### Tasks for this exercise
- A) Answer these about the text on visual art in Slovakia:
(i) In what year was the Slovak National Gallery founded?
(ii) About how many pieces of art does the Bratislava City Gallery store?
(iii) Near which waterworks is Danubiana Art Museum situated?
- B) Please reproduce the part of the text on visual art in Slovakia that begins at the words "The Bratislava City" and stops after "Gallery, Zvolen Castle.".

### Given text
--- --- ---
Visual art in Slovakia is represented through painting, drawing, printmaking, illustration, arts and crafts, sculpture, photography or conceptual art. The Slovak National Gallery founded in 1948, is the biggest network of galleries in Slovakia. Two displays in Bratislava are situated in Esterházy Palace (Esterházyho palác) and the Water Barracks (Vodné kasárne), adjacent one to another. They are located on the Danube riverfront in the Old Town.

The Bratislava City Gallery, founded in 1961 is the second biggest Slovak gallery of its kind. It stores about 35,000 pieces of Slovak and international art and offers permanent displays in Pálffy Palace and Mirbach Palace, located in the Old Town. Danubiana Art Museum, one of the youngest art museums in Europe, is situated near Čunovo waterworks (part of Gabčíkovo Waterworks). Other major galleries include: Andy Warhol Museum of Modern Art (Warhol's parents were from Miková), East Slovak Gallery, Ernest Zmeták Art Gallery, Zvolen Castle.
--- --- ---
### Records supplied
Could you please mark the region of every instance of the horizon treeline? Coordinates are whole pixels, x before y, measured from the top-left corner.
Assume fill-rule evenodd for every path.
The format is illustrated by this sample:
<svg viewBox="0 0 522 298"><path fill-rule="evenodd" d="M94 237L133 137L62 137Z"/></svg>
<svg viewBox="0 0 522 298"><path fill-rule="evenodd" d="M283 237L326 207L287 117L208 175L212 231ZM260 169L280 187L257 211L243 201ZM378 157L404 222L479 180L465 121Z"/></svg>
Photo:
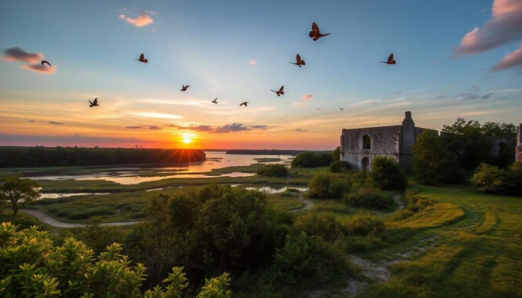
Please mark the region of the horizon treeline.
<svg viewBox="0 0 522 298"><path fill-rule="evenodd" d="M180 164L206 159L198 149L0 147L0 168Z"/></svg>

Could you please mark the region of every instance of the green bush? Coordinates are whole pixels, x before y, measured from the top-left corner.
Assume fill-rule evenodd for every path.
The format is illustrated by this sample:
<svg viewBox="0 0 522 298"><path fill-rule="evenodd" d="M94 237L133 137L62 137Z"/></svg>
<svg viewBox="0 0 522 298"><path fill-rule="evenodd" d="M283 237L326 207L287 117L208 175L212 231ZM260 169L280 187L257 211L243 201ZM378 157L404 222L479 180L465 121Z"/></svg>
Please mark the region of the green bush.
<svg viewBox="0 0 522 298"><path fill-rule="evenodd" d="M174 267L163 286L141 293L145 267L131 267L121 246L113 243L96 256L85 244L70 237L55 245L47 232L35 227L17 230L10 223L0 226L0 296L167 298L189 296L183 268ZM229 275L206 281L198 297L229 298Z"/></svg>
<svg viewBox="0 0 522 298"><path fill-rule="evenodd" d="M389 209L394 206L394 200L384 195L377 188L361 187L345 195L343 199L349 205L355 207L365 207Z"/></svg>
<svg viewBox="0 0 522 298"><path fill-rule="evenodd" d="M498 166L481 163L470 179L478 190L485 193L505 193L509 189L507 173Z"/></svg>
<svg viewBox="0 0 522 298"><path fill-rule="evenodd" d="M351 236L376 235L384 230L384 222L382 219L362 211L345 220L343 224L347 233Z"/></svg>
<svg viewBox="0 0 522 298"><path fill-rule="evenodd" d="M273 280L287 284L305 280L327 282L347 276L350 268L340 242L329 243L304 233L288 236L284 246L277 250L271 266Z"/></svg>
<svg viewBox="0 0 522 298"><path fill-rule="evenodd" d="M319 173L309 182L309 194L312 198L338 199L349 190L350 186L342 176L330 173Z"/></svg>
<svg viewBox="0 0 522 298"><path fill-rule="evenodd" d="M258 175L283 177L288 174L288 170L284 164L267 164L257 170Z"/></svg>
<svg viewBox="0 0 522 298"><path fill-rule="evenodd" d="M350 163L343 160L336 160L330 164L330 172L341 173L350 169Z"/></svg>
<svg viewBox="0 0 522 298"><path fill-rule="evenodd" d="M402 190L408 181L400 165L391 157L376 156L372 161L370 179L379 188L386 190Z"/></svg>
<svg viewBox="0 0 522 298"><path fill-rule="evenodd" d="M295 156L292 161L292 168L315 168L328 165L331 162L331 154L320 152L306 151Z"/></svg>
<svg viewBox="0 0 522 298"><path fill-rule="evenodd" d="M298 216L294 221L292 230L297 234L304 233L329 242L339 240L343 236L340 223L332 213L319 214L314 210L309 210Z"/></svg>

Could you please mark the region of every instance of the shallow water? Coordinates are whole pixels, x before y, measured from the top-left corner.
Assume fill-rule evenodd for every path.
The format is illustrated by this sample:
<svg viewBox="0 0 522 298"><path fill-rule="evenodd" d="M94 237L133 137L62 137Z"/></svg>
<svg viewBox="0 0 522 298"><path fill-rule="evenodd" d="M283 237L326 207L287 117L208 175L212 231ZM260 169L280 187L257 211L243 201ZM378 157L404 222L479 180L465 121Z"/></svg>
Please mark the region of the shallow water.
<svg viewBox="0 0 522 298"><path fill-rule="evenodd" d="M211 172L212 170L227 168L229 166L238 166L250 165L253 163L258 163L256 158L280 158L281 161L271 162L267 163L284 163L285 161L291 159L293 157L288 155L255 155L255 154L226 154L225 152L205 151L208 160L203 162L183 164L176 166L170 166L160 168L107 168L100 169L100 172L91 174L81 175L57 175L54 174L51 175L43 175L38 177L30 177L35 180L65 180L74 179L75 180L106 180L112 181L120 184L137 184L148 181L156 181L169 178L213 178L216 177L246 177L255 175L252 173L243 173L241 172L233 172L228 174L220 175L209 176L203 174L196 173L204 173ZM158 169L164 170L159 172L158 173L165 173L169 172L177 172L182 173L179 174L146 176L140 175L141 172L148 172Z"/></svg>

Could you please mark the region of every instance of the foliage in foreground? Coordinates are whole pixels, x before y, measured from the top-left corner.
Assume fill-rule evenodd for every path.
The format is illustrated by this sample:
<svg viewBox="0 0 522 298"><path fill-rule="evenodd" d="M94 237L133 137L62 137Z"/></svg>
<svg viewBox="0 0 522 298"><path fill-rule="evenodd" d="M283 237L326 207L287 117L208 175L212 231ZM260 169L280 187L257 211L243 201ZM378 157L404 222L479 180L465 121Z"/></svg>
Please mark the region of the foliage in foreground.
<svg viewBox="0 0 522 298"><path fill-rule="evenodd" d="M408 184L406 175L400 165L391 157L376 156L372 161L369 178L381 189L402 190Z"/></svg>
<svg viewBox="0 0 522 298"><path fill-rule="evenodd" d="M470 179L477 190L484 193L517 195L522 192L522 162L507 170L481 163Z"/></svg>
<svg viewBox="0 0 522 298"><path fill-rule="evenodd" d="M47 232L35 227L18 230L10 223L0 227L0 295L4 297L167 298L186 296L188 286L183 268L174 267L157 286L141 293L145 267L121 254L114 243L96 257L74 238L54 245ZM229 298L227 273L207 280L198 298Z"/></svg>
<svg viewBox="0 0 522 298"><path fill-rule="evenodd" d="M284 177L288 174L288 169L284 164L270 164L257 170L258 175L276 177Z"/></svg>

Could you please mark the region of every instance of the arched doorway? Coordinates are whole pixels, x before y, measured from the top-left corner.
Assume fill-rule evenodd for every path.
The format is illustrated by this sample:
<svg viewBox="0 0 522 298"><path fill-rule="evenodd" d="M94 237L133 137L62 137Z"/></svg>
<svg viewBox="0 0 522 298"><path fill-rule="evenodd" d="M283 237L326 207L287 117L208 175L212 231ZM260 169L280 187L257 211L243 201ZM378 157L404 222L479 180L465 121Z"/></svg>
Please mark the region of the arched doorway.
<svg viewBox="0 0 522 298"><path fill-rule="evenodd" d="M370 166L371 165L371 162L370 161L370 159L367 157L362 158L362 160L361 161L361 169L364 172L369 172L370 170Z"/></svg>

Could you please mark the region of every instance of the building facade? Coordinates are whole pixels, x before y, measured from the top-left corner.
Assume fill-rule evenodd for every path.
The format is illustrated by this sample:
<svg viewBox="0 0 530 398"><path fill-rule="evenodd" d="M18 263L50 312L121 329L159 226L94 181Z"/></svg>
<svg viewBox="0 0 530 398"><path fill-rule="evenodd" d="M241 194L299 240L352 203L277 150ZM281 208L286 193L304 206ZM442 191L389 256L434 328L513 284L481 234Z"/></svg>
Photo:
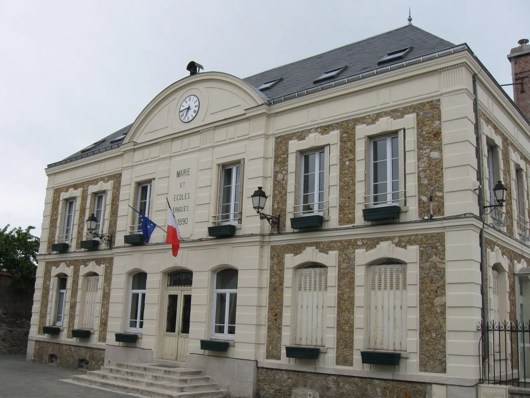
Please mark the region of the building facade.
<svg viewBox="0 0 530 398"><path fill-rule="evenodd" d="M29 359L186 361L233 396L476 396L483 310L530 314L530 115L411 25L319 59L186 77L49 165ZM165 229L167 201L176 257L134 210ZM506 379L519 356L488 344Z"/></svg>

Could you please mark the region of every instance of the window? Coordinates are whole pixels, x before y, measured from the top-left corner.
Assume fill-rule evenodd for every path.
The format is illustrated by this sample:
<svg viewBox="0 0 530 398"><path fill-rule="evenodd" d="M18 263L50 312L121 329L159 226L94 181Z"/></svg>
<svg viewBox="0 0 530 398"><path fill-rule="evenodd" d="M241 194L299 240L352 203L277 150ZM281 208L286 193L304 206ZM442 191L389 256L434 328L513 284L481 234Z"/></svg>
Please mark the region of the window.
<svg viewBox="0 0 530 398"><path fill-rule="evenodd" d="M340 75L342 71L347 67L347 66L341 66L340 68L337 68L337 69L332 69L331 71L328 71L328 72L325 72L318 77L315 79L313 83L316 83L319 82L322 82L324 80L327 80L329 79L331 79L332 77L336 77L339 75Z"/></svg>
<svg viewBox="0 0 530 398"><path fill-rule="evenodd" d="M142 226L140 225L140 213L144 215L149 217L149 212L151 207L151 183L140 184L138 186L138 195L136 197L136 210L138 212L134 212L134 227L136 231L142 231Z"/></svg>
<svg viewBox="0 0 530 398"><path fill-rule="evenodd" d="M75 200L68 199L66 201L65 206L65 218L63 223L63 241L68 242L72 240L72 228L74 224L74 211L75 209Z"/></svg>
<svg viewBox="0 0 530 398"><path fill-rule="evenodd" d="M377 61L377 65L379 64L382 64L384 62L388 62L388 61L393 61L396 59L399 59L402 58L404 58L405 56L407 55L410 50L412 49L412 47L407 47L407 48L402 48L401 50L396 50L396 51L393 51L392 53L388 53L386 55L378 61Z"/></svg>
<svg viewBox="0 0 530 398"><path fill-rule="evenodd" d="M241 181L241 163L223 167L218 216L221 222L239 220Z"/></svg>
<svg viewBox="0 0 530 398"><path fill-rule="evenodd" d="M323 211L325 158L323 149L302 154L300 204L302 205L302 215Z"/></svg>
<svg viewBox="0 0 530 398"><path fill-rule="evenodd" d="M63 326L65 313L65 299L66 296L66 276L57 278L57 296L55 304L56 326Z"/></svg>
<svg viewBox="0 0 530 398"><path fill-rule="evenodd" d="M515 169L515 191L517 202L517 226L519 229L524 232L527 227L525 212L525 188L524 177L523 169L518 167Z"/></svg>
<svg viewBox="0 0 530 398"><path fill-rule="evenodd" d="M268 89L271 88L272 87L275 86L277 83L281 81L283 77L280 77L279 79L275 79L274 80L271 80L269 82L265 82L263 84L258 88L258 89L260 91L263 91L264 90L267 90Z"/></svg>
<svg viewBox="0 0 530 398"><path fill-rule="evenodd" d="M94 201L94 214L98 219L94 232L102 233L103 219L105 217L105 194L96 194Z"/></svg>
<svg viewBox="0 0 530 398"><path fill-rule="evenodd" d="M400 193L399 137L397 134L377 137L370 144L372 204L397 204Z"/></svg>
<svg viewBox="0 0 530 398"><path fill-rule="evenodd" d="M144 327L144 308L145 306L145 285L147 274L138 272L132 275L131 281L130 308L129 327L141 329Z"/></svg>
<svg viewBox="0 0 530 398"><path fill-rule="evenodd" d="M407 265L370 266L369 348L407 351Z"/></svg>
<svg viewBox="0 0 530 398"><path fill-rule="evenodd" d="M237 271L227 268L215 275L214 294L214 334L235 334L237 304Z"/></svg>
<svg viewBox="0 0 530 398"><path fill-rule="evenodd" d="M83 304L83 328L93 329L99 275L94 273L85 278L86 285L85 287L85 300Z"/></svg>
<svg viewBox="0 0 530 398"><path fill-rule="evenodd" d="M325 345L324 331L328 268L314 264L298 270L296 286L295 343L301 345Z"/></svg>

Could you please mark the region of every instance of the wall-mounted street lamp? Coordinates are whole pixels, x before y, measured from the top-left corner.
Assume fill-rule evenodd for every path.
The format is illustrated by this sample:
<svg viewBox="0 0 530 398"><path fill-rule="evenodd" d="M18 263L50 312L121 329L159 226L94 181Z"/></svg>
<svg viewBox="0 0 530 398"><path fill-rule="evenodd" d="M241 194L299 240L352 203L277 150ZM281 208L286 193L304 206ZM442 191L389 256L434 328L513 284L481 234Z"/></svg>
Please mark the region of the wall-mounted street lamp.
<svg viewBox="0 0 530 398"><path fill-rule="evenodd" d="M112 248L112 234L103 235L101 233L98 233L94 231L97 226L98 219L96 218L96 216L92 213L92 215L89 217L89 219L86 220L86 229L89 230L89 232L90 232L90 235L92 235L93 238L99 238L102 242L105 245L109 245L109 248Z"/></svg>
<svg viewBox="0 0 530 398"><path fill-rule="evenodd" d="M490 206L483 206L484 213L490 214L497 207L501 207L504 206L504 202L506 201L506 192L508 189L504 186L502 181L499 181L493 187L493 196L495 196L495 200L497 201L497 204L492 204Z"/></svg>
<svg viewBox="0 0 530 398"><path fill-rule="evenodd" d="M252 207L256 212L260 215L260 220L267 220L270 226L277 229L278 233L280 233L280 214L277 217L269 215L261 212L261 211L265 207L265 202L267 202L267 196L261 189L263 187L258 187L258 189L254 191L251 196L252 198Z"/></svg>

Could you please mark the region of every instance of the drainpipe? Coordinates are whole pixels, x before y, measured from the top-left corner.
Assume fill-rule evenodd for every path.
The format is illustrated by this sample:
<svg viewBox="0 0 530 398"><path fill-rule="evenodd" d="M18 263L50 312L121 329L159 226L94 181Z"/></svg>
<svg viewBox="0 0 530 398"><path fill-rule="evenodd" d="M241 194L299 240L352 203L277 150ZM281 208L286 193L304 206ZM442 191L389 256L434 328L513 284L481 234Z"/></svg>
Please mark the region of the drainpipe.
<svg viewBox="0 0 530 398"><path fill-rule="evenodd" d="M476 146L478 149L478 166L479 170L479 216L482 220L482 228L480 230L480 277L481 294L482 297L482 325L485 327L488 324L488 314L486 313L486 243L484 236L484 171L482 159L482 138L480 131L480 117L479 116L479 90L477 88L478 73L473 75L473 92L475 94L475 126L476 129ZM489 344L488 333L484 335L484 358L489 358Z"/></svg>

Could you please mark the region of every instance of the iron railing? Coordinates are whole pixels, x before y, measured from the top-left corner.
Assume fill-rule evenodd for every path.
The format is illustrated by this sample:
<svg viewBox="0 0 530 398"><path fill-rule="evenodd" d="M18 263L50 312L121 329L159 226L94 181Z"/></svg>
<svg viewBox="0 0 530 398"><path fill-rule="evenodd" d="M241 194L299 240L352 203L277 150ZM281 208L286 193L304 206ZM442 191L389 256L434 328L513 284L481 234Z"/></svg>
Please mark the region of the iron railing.
<svg viewBox="0 0 530 398"><path fill-rule="evenodd" d="M480 382L530 388L530 321L477 326Z"/></svg>

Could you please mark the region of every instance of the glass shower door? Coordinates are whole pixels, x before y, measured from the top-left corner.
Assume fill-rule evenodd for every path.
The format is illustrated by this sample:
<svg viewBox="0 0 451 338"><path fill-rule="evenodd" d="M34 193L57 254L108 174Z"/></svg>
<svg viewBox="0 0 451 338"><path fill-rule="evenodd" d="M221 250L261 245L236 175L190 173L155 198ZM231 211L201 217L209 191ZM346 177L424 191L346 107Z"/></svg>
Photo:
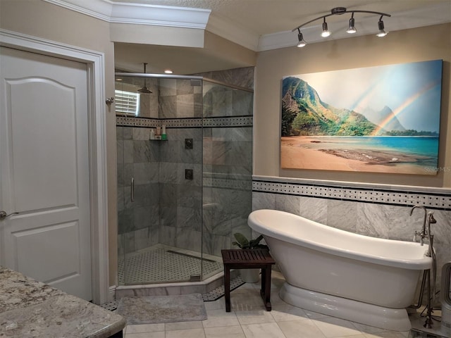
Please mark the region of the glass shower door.
<svg viewBox="0 0 451 338"><path fill-rule="evenodd" d="M233 234L250 237L252 90L204 81L204 253L221 257Z"/></svg>

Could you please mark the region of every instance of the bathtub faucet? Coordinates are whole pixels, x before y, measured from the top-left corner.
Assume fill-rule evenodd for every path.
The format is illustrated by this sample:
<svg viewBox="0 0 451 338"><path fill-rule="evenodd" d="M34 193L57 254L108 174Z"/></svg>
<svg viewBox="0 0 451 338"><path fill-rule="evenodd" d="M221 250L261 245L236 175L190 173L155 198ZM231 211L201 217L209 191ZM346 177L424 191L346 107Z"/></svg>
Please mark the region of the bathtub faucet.
<svg viewBox="0 0 451 338"><path fill-rule="evenodd" d="M414 212L414 209L415 208L421 208L423 210L424 210L424 219L423 220L423 227L421 227L421 232L419 233L419 232L416 232L416 231L415 231L415 237L414 237L414 239L415 239L416 238L416 235L419 234L420 235L420 245L424 245L424 238L428 236L427 230L426 229L426 218L427 218L427 215L428 215L428 211L424 206L420 206L419 204L416 204L416 205L414 206L412 208L412 209L410 209L410 215L411 216L412 216L412 213Z"/></svg>

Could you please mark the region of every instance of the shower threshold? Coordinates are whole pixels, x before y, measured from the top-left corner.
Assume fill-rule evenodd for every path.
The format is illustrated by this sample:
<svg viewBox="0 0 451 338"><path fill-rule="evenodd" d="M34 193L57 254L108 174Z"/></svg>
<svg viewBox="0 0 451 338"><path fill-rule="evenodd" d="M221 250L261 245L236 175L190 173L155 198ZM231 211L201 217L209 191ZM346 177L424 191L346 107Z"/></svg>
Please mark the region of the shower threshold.
<svg viewBox="0 0 451 338"><path fill-rule="evenodd" d="M206 294L223 285L224 272L221 258L204 254L201 272L200 257L199 252L163 244L128 254L125 258L119 258L120 283L115 290L115 299L118 300L125 296ZM193 264L195 269L192 268ZM130 274L127 277L126 285L125 269L125 273ZM202 275L202 273L203 280L191 278L192 275ZM232 277L236 277L238 270L231 273ZM166 280L162 280L163 277Z"/></svg>
<svg viewBox="0 0 451 338"><path fill-rule="evenodd" d="M183 282L206 280L222 272L221 257L156 244L120 257L119 285Z"/></svg>

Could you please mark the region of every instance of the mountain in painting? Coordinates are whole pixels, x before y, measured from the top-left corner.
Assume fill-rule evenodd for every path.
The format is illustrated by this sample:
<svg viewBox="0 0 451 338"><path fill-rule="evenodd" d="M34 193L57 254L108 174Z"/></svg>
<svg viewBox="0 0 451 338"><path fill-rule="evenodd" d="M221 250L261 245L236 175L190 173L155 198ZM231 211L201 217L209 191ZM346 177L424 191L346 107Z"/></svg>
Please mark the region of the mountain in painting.
<svg viewBox="0 0 451 338"><path fill-rule="evenodd" d="M301 79L285 77L282 87L282 136L366 136L379 130L362 114L323 102Z"/></svg>

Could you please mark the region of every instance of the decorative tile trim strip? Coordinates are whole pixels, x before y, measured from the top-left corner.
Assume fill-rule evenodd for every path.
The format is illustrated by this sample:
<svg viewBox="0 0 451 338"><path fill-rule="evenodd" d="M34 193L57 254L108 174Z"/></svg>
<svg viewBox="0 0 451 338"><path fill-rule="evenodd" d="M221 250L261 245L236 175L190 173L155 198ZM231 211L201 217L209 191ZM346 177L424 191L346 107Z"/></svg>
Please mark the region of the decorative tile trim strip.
--- --- ---
### Responses for each task
- A)
(i) 1948
(ii) About 35,000
(iii) Čunovo waterworks (part of Gabčíkovo Waterworks)

- B)
The Bratislava City Gallery, founded in 1961 is the second biggest Slovak gallery of its kind. It stores about 35,000 pieces of Slovak and international art and offers permanent displays in Pálffy Palace and Mirbach Palace, located in the Old Town. Danubiana Art Museum, one of the youngest art museums in Europe, is situated near Čunovo waterworks (part of Gabčíkovo Waterworks). Other major galleries include: Andy Warhol Museum of Modern Art (Warhol's parents were from Miková), East Slovak Gallery, Ernest Zmeták Art Gallery, Zvolen Castle.